Vorliegende Auflistung >>
-.-.-

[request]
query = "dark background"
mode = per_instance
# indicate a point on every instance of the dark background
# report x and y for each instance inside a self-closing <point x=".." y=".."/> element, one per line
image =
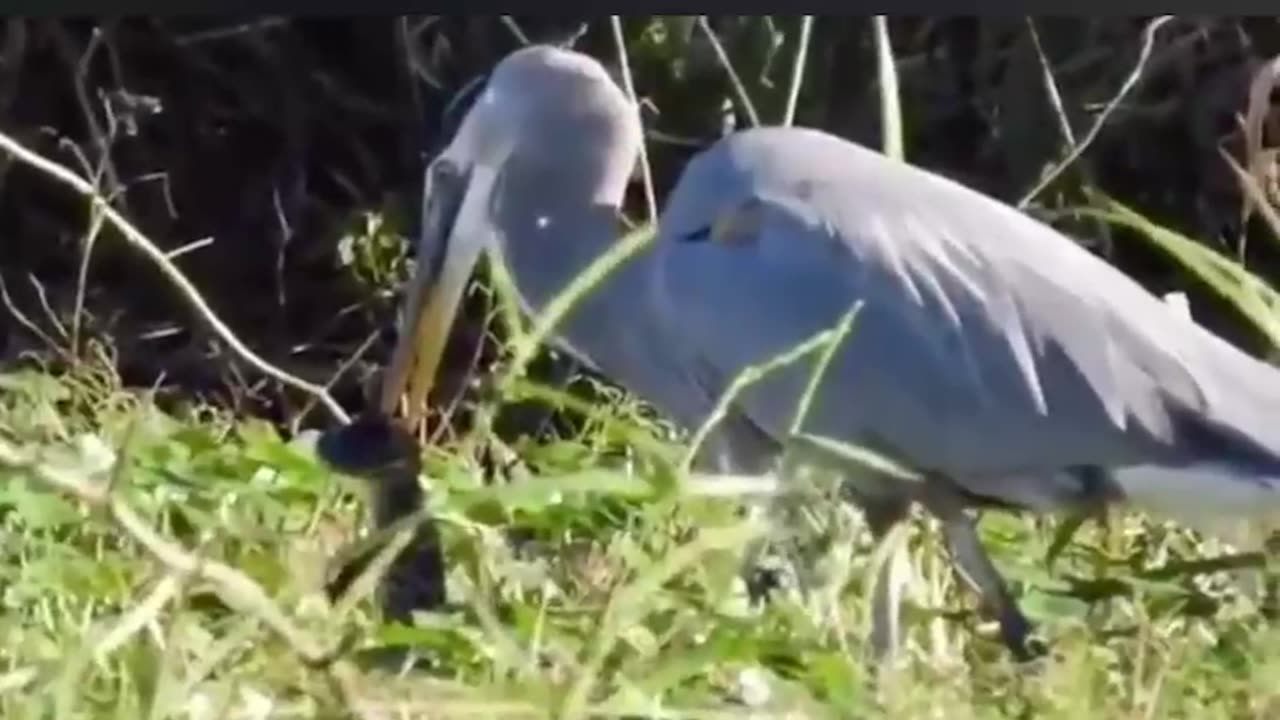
<point x="272" y="135"/>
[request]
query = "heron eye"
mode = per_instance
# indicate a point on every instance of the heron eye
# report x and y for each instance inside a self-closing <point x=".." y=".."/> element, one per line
<point x="698" y="236"/>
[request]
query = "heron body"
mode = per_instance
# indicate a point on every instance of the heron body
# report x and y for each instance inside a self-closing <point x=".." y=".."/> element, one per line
<point x="991" y="352"/>
<point x="990" y="347"/>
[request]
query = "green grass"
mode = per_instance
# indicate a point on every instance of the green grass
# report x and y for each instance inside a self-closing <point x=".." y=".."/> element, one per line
<point x="172" y="566"/>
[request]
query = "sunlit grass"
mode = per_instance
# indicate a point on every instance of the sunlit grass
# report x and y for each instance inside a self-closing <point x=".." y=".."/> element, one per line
<point x="622" y="598"/>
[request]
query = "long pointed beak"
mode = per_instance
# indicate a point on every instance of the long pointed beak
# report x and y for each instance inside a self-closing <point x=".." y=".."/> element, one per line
<point x="455" y="226"/>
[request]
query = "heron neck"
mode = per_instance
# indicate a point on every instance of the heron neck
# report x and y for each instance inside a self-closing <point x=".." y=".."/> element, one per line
<point x="553" y="235"/>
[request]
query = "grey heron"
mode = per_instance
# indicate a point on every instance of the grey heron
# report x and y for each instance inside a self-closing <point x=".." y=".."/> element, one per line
<point x="992" y="354"/>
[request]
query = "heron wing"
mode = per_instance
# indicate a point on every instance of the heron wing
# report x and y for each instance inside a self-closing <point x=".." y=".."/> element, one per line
<point x="987" y="343"/>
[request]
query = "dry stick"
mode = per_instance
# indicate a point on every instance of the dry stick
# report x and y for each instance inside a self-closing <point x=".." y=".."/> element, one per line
<point x="891" y="106"/>
<point x="1148" y="40"/>
<point x="739" y="89"/>
<point x="798" y="69"/>
<point x="647" y="173"/>
<point x="140" y="241"/>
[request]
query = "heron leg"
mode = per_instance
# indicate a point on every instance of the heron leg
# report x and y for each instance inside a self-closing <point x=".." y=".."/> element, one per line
<point x="977" y="570"/>
<point x="882" y="516"/>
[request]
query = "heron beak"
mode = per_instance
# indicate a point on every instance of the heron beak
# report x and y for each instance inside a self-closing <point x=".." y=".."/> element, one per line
<point x="455" y="214"/>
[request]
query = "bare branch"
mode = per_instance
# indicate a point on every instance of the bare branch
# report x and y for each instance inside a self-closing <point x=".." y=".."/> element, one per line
<point x="739" y="89"/>
<point x="1148" y="40"/>
<point x="798" y="69"/>
<point x="141" y="242"/>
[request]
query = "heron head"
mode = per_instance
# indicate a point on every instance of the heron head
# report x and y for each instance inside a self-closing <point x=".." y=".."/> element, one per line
<point x="549" y="110"/>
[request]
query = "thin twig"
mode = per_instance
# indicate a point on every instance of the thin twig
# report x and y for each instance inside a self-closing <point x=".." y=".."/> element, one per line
<point x="140" y="241"/>
<point x="510" y="23"/>
<point x="739" y="89"/>
<point x="27" y="323"/>
<point x="1148" y="40"/>
<point x="798" y="69"/>
<point x="891" y="108"/>
<point x="647" y="173"/>
<point x="1055" y="98"/>
<point x="1064" y="123"/>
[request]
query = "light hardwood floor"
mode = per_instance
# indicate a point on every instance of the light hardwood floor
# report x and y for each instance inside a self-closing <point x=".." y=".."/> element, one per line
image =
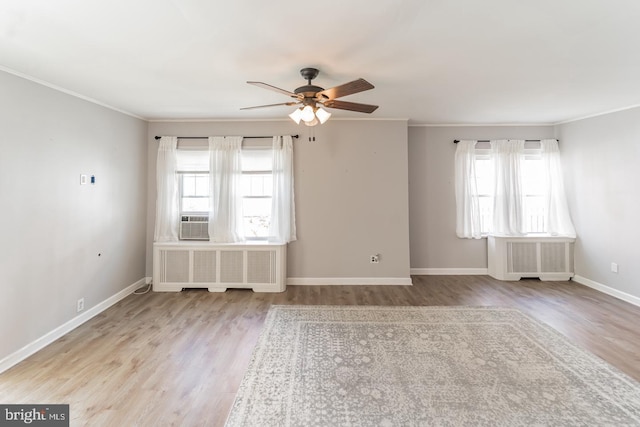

-.-.-

Zähle, wie viele Zeilen der obigen Auflistung das Wort "twig" enthalten, und gib nur diese Zahl an.

2